START Source data

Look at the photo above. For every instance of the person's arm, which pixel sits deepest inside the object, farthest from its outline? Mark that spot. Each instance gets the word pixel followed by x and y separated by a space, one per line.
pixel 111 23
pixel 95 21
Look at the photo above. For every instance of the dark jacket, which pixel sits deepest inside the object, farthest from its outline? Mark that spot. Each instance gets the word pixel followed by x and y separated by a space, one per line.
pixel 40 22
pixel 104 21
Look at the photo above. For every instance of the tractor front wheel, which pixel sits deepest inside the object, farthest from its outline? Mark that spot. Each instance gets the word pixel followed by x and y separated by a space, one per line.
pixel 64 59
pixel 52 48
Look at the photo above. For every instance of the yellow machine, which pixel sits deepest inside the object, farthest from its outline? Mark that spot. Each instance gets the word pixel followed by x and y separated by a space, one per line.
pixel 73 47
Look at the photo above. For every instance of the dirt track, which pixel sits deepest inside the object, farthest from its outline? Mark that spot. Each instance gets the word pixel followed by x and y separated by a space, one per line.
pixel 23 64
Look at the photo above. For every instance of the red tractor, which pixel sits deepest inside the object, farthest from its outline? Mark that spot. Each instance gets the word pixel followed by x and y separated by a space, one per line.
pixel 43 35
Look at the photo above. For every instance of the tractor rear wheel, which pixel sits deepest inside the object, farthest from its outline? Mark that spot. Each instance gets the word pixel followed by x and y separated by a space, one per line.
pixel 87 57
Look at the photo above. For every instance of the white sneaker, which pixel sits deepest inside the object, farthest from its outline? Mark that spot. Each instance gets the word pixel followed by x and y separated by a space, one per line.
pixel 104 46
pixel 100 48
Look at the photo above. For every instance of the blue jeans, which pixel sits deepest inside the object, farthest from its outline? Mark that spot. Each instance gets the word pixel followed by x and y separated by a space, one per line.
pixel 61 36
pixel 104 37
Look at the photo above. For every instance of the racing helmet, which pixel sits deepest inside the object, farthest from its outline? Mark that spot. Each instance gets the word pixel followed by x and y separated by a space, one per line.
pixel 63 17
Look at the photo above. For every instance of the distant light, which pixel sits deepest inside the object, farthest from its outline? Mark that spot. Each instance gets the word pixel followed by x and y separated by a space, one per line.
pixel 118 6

END Source data

The lines from the one with "Look at the photo above. For every instance of the distant" through the end of the data above are to be set down exactly, with both boundary lines included and no other lines.

### Result
Look at the photo above. For every instance of the distant light, which pixel sits deepest inside the object, farthest from its outline? Mark that spot. Each instance gets the word pixel followed by x and y separated by a space, one per line.
pixel 118 6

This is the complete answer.